Once the data has been read, restate all of it exactly.

DATA SUPPLIED —
######

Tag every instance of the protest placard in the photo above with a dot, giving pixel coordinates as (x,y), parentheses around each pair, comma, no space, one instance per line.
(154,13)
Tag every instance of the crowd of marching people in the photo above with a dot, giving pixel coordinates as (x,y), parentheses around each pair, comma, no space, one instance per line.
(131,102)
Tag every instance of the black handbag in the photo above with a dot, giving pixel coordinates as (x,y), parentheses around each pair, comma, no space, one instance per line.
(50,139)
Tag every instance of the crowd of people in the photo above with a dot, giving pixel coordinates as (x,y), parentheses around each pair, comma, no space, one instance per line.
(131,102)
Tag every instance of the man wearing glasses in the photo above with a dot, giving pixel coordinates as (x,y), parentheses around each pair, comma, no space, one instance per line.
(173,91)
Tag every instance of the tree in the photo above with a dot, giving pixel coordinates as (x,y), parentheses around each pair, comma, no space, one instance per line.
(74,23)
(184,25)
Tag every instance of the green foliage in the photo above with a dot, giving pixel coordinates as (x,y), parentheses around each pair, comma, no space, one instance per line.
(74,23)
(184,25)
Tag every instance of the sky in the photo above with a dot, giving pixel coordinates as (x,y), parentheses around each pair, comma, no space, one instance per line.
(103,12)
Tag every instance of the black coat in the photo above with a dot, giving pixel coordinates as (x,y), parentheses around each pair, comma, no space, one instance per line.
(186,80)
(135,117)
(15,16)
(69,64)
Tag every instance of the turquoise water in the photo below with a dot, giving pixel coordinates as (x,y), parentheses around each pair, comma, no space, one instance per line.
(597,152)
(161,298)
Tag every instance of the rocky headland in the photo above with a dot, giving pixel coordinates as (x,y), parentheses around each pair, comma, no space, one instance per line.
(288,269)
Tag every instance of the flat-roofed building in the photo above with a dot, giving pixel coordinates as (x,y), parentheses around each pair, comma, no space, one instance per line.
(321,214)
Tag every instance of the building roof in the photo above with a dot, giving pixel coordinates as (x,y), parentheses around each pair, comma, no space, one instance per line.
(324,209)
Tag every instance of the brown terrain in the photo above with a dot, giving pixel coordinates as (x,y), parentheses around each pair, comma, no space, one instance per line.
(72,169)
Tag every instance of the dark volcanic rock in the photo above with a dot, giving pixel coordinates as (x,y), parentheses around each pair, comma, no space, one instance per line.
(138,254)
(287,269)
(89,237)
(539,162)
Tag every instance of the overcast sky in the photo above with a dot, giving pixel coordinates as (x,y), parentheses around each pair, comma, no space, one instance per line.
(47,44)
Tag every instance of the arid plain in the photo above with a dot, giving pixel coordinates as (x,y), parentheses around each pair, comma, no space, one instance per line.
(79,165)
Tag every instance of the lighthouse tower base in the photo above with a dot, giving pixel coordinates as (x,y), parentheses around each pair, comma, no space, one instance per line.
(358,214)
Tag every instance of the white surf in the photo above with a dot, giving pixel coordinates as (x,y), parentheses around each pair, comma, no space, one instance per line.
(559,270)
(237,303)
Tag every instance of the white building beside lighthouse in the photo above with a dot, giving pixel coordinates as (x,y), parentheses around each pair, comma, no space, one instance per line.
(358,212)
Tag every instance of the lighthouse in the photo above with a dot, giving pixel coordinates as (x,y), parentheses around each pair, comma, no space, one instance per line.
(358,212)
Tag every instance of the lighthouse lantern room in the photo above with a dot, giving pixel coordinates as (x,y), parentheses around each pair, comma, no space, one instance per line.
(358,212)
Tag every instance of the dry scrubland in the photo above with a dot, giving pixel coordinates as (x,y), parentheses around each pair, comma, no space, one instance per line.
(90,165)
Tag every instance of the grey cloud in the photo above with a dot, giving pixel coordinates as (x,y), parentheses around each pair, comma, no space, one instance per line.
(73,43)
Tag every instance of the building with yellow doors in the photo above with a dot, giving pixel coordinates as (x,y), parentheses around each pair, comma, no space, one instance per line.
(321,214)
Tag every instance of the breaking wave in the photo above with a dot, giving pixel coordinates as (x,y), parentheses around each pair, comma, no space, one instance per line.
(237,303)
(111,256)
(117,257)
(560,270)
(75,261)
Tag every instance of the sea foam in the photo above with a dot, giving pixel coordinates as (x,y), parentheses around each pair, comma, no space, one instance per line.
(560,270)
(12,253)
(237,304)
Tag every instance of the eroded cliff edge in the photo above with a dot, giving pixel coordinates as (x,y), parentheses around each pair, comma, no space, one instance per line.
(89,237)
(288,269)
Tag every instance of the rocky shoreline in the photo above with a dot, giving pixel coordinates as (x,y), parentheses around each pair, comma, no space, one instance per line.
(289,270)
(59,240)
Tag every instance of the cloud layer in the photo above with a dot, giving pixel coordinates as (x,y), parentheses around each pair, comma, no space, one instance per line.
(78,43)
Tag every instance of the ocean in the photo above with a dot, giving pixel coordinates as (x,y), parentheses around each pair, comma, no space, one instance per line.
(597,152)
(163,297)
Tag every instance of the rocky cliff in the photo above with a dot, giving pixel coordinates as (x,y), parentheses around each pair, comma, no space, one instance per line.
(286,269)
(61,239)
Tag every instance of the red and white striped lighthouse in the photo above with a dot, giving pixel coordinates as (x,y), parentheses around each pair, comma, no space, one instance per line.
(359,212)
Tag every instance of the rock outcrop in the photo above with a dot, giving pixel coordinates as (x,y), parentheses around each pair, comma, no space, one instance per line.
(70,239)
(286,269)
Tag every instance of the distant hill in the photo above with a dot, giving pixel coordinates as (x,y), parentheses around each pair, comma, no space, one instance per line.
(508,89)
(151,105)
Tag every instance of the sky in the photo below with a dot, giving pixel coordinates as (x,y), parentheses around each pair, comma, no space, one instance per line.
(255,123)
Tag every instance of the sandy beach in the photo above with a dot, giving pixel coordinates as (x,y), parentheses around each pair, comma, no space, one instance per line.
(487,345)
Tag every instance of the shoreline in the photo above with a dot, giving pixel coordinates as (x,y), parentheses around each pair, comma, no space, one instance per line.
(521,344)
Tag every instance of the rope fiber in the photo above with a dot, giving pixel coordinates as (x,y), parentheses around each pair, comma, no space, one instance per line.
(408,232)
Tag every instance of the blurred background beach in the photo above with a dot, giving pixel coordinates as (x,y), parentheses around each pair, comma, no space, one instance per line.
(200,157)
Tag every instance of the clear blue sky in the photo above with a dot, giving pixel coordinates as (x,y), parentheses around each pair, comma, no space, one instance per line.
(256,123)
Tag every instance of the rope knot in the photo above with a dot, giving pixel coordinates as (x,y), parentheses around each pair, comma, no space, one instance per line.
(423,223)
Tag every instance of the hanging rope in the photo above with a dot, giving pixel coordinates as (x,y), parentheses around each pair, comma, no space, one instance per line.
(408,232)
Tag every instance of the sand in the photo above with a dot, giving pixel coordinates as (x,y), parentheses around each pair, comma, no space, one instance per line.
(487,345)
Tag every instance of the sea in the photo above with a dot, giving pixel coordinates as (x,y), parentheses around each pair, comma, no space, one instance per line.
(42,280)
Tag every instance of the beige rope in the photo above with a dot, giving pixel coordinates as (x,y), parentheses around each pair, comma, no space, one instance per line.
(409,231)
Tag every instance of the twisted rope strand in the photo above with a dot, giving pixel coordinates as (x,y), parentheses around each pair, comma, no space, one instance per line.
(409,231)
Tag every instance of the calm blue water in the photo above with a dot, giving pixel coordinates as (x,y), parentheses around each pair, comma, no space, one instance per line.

######

ANSWER TO THE EXERCISE —
Tag every instance of the protest placard in the photo above with a dot, giving pixel coordinates as (x,y), parentheses around each pair, comma, no space, one instance per line.
(154,13)
Tag every instance of the crowd of marching people in the photo above with a dot, giving pixel coordinates as (x,y), parentheses around each pair, comma, no space, one instance per line.
(131,102)
Tag every instance of the black handbag in the photo above with a dot, giving pixel coordinates as (x,y), parentheses around each pair, comma, no space, one instance per line.
(50,139)
Tag every instance of the crowd of people in the photo above with a dot, giving pixel coordinates as (x,y), parentheses around each pair, comma, no space, one instance per line.
(131,102)
Tag every instance of the man wearing glasses in the photo above with a dot, giving pixel coordinates as (x,y), parentheses around each pair, comma, no space, one instance per line.
(173,91)
Tag every instance of the tree in the photo above with a dot, giving pixel coordinates as (x,y), parentheses around each pair, comma, no space, one instance per line.
(74,23)
(184,25)
Tag every instance of the green foliage in the photo above with a dot, giving pixel coordinates as (x,y), parentheses around each pair, comma, no space, one instance per line.
(74,23)
(184,25)
Tag every instance of the sky in the photo above with a dot, giving pixel coordinates as (x,y), parentheses around each pair, comma, no space, one instance per line.
(103,12)
Tag every instance of the black coat in the photo above with a dot, giving pixel coordinates as (x,y), parentheses around each pair, comma, no space, one instance per line.
(186,80)
(135,117)
(15,16)
(69,64)
Tag every instance of the turquoise water in the photo below with a dot, giving pixel coordinates as (x,y), parentheses around each pair, comma, no space, one instance per line.
(597,152)
(161,298)
Tag every instance of the rocky headland in the photo above with a dot, giving pixel coordinates as (x,y), parentheses around each pair, comma, no space, one instance per line.
(288,269)
Tag every instance of the flat-roofed building in the photo above with a dot, giving pixel coordinates as (x,y), parentheses around each pair, comma, no space, one instance per line.
(321,214)
Tag every instance of the building roof in the photo above with a dot, giving pixel coordinates as (x,y), parentheses around each pair, comma, no space, one instance per line.
(324,209)
Tag every instance of the brown terrain in the photo above with a dot, giving pixel coordinates as (x,y), parentheses around each pair, comma, no space, one instance per line.
(72,169)
Tag every instance of the dark volcanic rock in the photo above with a dot, giving pixel coordinates as (x,y), parentheses around each pair, comma, no space, one instance per line.
(138,254)
(287,269)
(89,237)
(539,162)
Tag every instance of the overcast sky in the photo above with a dot, giving pixel coordinates as (x,y), parentheses around each pair, comma, no space, one instance per line.
(47,44)
Tag every instance of the arid plain in the photo above with a dot, giving pixel coordinates as (x,y), parentheses around each pair, comma, no space, one instance per line.
(79,165)
Tag every instance of the lighthouse tower base in the photo above with a dot, giving pixel coordinates as (x,y), parentheses around each pair, comma, no space, one instance per line.
(358,214)
Tag every instance of the white surf in the photo above with a dot, giving pixel coordinates as (x,y), parentheses around each pair, comma, no space, one instance per line.
(559,270)
(237,303)
Tag every instance of the white building beside lighthouse in the photo above with a dot, giving pixel coordinates as (x,y), parentheses around each pair, comma, no space, one instance per line.
(358,212)
Tag every instance of the lighthouse in the photo above with a dot, giving pixel coordinates as (x,y), parentheses around each pair, comma, no space, one instance per line.
(358,212)
Tag every instance of the lighthouse lantern room in the photo above with a dot, giving pixel coordinates as (x,y), parentheses around each pair, comma, no space, one instance per line.
(358,212)
Tag every instance of the dry scrubland in the photo above with a dot, giving pixel coordinates as (x,y), parentheses around each pair, comma, no space, one instance per line.
(90,165)
Tag every instance of the grey cloud in the photo above with a dot, giving pixel coordinates as (x,y), parentheses around each pair, comma, no space, one instance per line.
(73,43)
Tag every instance of the building with yellow doors in the photo above with a dot, giving pixel coordinates as (x,y), parentheses around each pair, comma, no space, one instance per line.
(321,214)
Tag every instance of the breaking wave in the photo above with a dot, giving pixel coordinates as (x,y), parentheses around each pair, comma, no space, one instance per line.
(237,303)
(111,256)
(117,257)
(560,270)
(75,261)
Tag every instance of the sea foam in the photo above with a dot, giving pixel coordinates as (x,y), parentheses around each pair, comma, no space, one instance per line.
(560,270)
(12,253)
(237,304)
Tag every instance of the eroded cliff edge in the photo above with a dot, giving pixel coordinates as (x,y), parentheses around each pair, comma, no space, one instance per line.
(89,237)
(288,269)
Tag every instance of the rocky shoreline in the photo above with a dot, giving pixel coordinates as (x,y), parentheses around each pair, comma, no space, one instance per line.
(289,270)
(59,240)
Tag every instance of the cloud layer in the photo above with a dot, giving pixel coordinates as (x,y), parentheses around each pair, comma, no space, one instance per line.
(78,43)
Tag every instance of the ocean in the photo above with a dot, giving pixel coordinates as (x,y), parentheses around each pair, comma, no space, one instance per line.
(597,152)
(163,297)
Tag every instance of the rocky cliff in the photo above with a dot, giving pixel coordinates as (x,y), parentheses around each pair, comma, no space, one instance per line.
(286,269)
(61,239)
Tag every instance of the red and white striped lighthouse in the photo above with a dot, giving pixel coordinates as (x,y), parentheses around each pair, comma, no space, one instance per line.
(359,212)
Tag every instance of the rock outcrop in the photo above with a dot, giving pixel coordinates as (x,y), parentheses around each pair, comma, no space, one instance per line.
(70,239)
(286,269)
Tag every instance of the distant hill in the photo above with a dot, giving pixel coordinates as (x,y), parentheses around each pair, comma, no space, one instance per line.
(508,89)
(151,105)
Tag every instance of the sky in the photo below with a dot, giving pixel coordinates as (x,y), parentheses around each pair, comma, no space, one instance per line.
(255,123)
Tag every instance of the sandy beach in the photo above with a dot, giving pixel coordinates as (x,y), parentheses around each pair, comma, no space, one instance per line.
(487,345)
Tag every instance of the shoreline in the photo above with a dot, giving pixel coordinates as (x,y), parentheses around each pair, comma, no space, one instance per line.
(521,344)
Tag every instance of the rope fiber in the photo above with a dot, giving pixel coordinates as (x,y), parentheses around each pair, comma, no space, one instance per line.
(408,232)
Tag every instance of the blurred background beach in the photo above with a dot, giving pixel coordinates as (x,y), parentheses around each pair, comma, no space, one instance per line.
(200,157)
Tag every instance of the clear blue sky in the photo above with a dot, giving pixel coordinates as (x,y), parentheses around each pair, comma, no space, one instance per line.
(256,123)
Tag every instance of the rope knot in the photo above with a dot, giving pixel coordinates as (x,y), parentheses around each pair, comma, no space, one instance per line.
(423,223)
Tag every instance of the hanging rope in the photo above with a dot, giving pixel coordinates as (x,y), parentheses around each pair, comma, no space, one instance per line.
(408,232)
Tag every instance of the sand in the photo above with a dot, giving pixel coordinates as (x,y), parentheses around each pair, comma, no space, one instance per line.
(487,345)
Tag every instance of the sea in the photo above with a dot, giving pixel coordinates as (x,y), parentheses around each pair, comma, no space, one instance per line.
(42,280)
Tag every instance of the beige rope in the photo above with a dot, giving pixel coordinates as (x,y), parentheses around each pair, comma, no space, one instance per line.
(409,231)
Tag every instance of the twisted rope strand in the photo above with a dot, giving pixel coordinates as (x,y), parentheses around each pair, comma, no space, one instance per line.
(409,231)
Tag every instance of the calm blue water in the photo above with a dot, giving pixel coordinates as (x,y), parentheses around each pair, comma, no space, one instance per line.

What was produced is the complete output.